**과제:** 아래 항목 중 "postcard"라는 단어가 들어 있는 줄을 모두 나열해 주세요. 대소문자는 구분합니다.

**원본 데이터:**
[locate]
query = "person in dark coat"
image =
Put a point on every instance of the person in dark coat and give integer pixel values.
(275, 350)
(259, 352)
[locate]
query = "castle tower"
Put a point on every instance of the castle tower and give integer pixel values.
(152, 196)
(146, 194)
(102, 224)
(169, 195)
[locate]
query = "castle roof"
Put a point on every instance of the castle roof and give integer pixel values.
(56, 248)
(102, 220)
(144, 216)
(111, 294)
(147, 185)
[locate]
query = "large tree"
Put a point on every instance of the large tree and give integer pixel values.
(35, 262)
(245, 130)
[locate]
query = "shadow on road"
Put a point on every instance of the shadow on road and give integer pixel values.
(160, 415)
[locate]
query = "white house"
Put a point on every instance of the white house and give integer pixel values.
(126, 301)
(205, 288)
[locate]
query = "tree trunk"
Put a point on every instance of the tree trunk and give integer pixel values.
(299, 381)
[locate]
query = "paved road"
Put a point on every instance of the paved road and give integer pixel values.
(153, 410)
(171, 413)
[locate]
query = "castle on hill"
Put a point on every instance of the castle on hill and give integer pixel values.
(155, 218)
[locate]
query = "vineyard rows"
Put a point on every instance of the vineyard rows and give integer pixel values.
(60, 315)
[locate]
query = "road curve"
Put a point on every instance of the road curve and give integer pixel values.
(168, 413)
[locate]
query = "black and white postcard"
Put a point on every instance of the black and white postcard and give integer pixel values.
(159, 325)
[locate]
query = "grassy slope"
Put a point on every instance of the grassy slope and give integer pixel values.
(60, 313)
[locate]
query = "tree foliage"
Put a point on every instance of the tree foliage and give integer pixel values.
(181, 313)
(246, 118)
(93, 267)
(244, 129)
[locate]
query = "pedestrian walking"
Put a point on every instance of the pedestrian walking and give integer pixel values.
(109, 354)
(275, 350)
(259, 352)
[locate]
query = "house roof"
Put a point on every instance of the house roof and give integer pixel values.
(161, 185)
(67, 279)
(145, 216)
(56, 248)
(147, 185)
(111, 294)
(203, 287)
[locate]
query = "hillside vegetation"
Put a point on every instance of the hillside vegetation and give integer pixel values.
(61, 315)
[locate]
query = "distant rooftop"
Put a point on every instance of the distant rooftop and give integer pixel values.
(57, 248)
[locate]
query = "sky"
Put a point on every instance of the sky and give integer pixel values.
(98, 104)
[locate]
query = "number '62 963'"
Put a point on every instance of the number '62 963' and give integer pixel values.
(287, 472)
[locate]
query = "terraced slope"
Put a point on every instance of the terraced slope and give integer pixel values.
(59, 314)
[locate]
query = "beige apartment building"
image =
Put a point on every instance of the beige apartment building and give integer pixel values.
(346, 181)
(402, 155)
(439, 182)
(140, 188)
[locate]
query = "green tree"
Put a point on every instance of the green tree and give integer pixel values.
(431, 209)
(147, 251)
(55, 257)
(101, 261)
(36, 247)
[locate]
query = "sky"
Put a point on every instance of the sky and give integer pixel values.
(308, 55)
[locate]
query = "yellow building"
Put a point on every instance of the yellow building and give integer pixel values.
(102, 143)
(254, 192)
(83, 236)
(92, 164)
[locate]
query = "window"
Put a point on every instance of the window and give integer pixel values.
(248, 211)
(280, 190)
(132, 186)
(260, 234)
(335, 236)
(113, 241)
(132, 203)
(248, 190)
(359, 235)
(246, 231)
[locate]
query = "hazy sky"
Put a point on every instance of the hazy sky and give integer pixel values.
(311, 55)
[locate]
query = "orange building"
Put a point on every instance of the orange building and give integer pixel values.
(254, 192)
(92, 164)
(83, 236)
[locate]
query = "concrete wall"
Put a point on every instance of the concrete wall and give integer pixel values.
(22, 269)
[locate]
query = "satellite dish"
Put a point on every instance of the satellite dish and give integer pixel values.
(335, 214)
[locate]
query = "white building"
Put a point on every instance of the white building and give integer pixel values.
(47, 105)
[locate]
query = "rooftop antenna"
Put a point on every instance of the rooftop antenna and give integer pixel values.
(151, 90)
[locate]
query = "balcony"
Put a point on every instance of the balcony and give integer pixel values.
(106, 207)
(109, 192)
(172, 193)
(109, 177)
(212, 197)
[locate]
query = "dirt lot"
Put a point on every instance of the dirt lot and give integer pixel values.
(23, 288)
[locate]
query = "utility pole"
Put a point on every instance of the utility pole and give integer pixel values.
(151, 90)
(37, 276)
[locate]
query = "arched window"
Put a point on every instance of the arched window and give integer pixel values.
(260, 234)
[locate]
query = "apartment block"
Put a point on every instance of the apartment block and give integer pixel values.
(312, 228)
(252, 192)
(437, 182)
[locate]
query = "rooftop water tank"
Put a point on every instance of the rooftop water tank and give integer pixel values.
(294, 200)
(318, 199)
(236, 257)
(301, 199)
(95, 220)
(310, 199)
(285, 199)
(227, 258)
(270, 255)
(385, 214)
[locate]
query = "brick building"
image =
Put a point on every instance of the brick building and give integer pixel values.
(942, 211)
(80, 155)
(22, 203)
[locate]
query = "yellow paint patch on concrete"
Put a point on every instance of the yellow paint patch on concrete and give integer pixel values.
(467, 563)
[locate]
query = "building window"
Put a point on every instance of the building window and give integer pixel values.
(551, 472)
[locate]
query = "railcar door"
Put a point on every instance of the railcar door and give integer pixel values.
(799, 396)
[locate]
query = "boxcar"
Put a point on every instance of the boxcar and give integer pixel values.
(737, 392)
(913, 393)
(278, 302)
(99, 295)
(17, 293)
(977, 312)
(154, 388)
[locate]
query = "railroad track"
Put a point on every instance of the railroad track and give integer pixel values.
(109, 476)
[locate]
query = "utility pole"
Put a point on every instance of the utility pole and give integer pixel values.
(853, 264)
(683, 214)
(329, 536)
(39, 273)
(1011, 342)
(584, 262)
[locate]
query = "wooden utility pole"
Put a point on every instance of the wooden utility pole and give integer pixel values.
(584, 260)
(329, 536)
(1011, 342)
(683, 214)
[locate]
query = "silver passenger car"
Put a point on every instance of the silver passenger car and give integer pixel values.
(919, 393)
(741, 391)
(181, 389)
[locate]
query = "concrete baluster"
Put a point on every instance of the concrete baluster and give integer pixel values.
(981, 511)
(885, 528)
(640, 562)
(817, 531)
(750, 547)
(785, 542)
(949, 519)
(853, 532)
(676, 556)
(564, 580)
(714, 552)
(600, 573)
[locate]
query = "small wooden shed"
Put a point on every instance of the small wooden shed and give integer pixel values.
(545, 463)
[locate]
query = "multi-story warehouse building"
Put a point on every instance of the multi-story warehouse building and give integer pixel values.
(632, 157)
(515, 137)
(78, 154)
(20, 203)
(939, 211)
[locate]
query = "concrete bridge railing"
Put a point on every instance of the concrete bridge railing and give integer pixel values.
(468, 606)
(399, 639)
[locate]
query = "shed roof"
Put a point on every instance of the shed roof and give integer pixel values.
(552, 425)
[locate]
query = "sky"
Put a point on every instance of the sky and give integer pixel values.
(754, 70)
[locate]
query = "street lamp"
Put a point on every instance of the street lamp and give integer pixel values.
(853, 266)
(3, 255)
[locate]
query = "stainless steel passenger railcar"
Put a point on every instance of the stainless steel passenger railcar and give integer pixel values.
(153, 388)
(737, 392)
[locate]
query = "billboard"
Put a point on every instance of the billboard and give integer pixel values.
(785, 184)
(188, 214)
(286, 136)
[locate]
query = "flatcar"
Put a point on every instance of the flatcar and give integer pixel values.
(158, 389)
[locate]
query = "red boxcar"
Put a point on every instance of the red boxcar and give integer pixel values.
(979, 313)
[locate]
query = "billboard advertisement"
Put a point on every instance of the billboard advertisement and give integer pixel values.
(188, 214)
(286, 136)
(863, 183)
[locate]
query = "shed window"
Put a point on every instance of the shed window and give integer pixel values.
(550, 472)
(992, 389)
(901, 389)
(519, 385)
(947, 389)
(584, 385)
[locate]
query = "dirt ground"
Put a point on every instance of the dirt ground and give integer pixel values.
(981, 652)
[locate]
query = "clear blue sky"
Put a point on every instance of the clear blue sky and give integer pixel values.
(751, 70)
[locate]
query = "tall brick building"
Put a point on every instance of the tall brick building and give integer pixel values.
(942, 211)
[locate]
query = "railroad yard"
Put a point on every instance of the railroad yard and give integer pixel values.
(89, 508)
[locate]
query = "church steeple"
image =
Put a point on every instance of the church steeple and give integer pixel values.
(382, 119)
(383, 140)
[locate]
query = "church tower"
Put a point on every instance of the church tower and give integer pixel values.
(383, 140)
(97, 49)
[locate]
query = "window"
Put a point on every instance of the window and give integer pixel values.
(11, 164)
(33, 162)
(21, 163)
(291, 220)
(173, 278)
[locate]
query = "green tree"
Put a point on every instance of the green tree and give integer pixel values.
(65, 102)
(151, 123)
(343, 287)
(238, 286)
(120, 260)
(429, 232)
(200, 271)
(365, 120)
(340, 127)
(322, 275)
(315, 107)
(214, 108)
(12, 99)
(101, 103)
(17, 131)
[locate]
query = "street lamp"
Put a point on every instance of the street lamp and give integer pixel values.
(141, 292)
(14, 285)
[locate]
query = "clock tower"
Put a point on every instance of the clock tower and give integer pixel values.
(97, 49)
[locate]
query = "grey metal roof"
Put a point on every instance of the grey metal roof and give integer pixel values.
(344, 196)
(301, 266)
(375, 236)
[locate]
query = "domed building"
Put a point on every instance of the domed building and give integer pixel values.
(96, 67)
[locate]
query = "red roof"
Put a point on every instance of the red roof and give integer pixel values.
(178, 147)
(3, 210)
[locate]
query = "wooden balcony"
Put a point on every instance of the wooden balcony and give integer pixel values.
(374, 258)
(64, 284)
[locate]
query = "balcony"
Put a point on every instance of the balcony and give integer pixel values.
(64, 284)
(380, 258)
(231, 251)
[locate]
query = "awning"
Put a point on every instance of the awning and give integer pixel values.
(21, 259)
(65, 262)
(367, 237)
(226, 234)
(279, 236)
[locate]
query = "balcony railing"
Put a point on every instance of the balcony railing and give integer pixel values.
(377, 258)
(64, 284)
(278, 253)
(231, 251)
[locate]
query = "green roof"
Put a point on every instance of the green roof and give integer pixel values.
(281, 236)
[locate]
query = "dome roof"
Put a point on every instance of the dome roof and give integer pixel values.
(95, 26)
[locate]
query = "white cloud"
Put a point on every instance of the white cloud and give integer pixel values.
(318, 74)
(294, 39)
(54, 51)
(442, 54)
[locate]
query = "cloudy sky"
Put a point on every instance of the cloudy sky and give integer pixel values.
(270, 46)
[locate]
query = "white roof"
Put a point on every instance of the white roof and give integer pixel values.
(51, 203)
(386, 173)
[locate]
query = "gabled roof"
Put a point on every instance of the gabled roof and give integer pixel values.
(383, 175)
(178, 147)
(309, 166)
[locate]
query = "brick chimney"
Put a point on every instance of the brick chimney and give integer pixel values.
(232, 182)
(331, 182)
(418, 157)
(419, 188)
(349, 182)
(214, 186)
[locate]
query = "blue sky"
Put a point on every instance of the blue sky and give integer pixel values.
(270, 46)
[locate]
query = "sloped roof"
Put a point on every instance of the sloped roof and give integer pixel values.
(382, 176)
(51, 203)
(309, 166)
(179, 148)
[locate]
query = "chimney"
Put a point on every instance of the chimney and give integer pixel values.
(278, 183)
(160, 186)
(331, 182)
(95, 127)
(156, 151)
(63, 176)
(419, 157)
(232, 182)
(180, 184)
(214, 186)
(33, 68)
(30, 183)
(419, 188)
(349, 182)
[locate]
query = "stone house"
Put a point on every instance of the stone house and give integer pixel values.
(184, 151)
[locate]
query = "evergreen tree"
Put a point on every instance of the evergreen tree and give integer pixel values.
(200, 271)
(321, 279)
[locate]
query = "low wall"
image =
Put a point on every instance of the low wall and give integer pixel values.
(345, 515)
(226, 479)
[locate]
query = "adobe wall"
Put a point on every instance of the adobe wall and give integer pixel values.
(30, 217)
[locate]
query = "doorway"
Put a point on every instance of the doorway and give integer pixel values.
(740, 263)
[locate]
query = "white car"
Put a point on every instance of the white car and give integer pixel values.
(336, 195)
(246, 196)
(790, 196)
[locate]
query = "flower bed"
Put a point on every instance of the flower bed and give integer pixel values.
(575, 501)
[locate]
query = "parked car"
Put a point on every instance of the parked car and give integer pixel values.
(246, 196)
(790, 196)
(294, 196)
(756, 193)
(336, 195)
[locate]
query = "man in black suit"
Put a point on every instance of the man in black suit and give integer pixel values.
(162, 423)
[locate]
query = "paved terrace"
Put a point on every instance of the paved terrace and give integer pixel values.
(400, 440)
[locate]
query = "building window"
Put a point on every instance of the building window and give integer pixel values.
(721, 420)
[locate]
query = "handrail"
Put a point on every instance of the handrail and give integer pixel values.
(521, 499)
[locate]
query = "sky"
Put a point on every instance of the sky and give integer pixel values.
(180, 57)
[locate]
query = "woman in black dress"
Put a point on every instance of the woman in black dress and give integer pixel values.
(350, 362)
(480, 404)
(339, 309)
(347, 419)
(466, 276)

**과제 답안:**
query = "black and white postcard"
Put a point on every instance of the black and white postcard and give integer pixel values.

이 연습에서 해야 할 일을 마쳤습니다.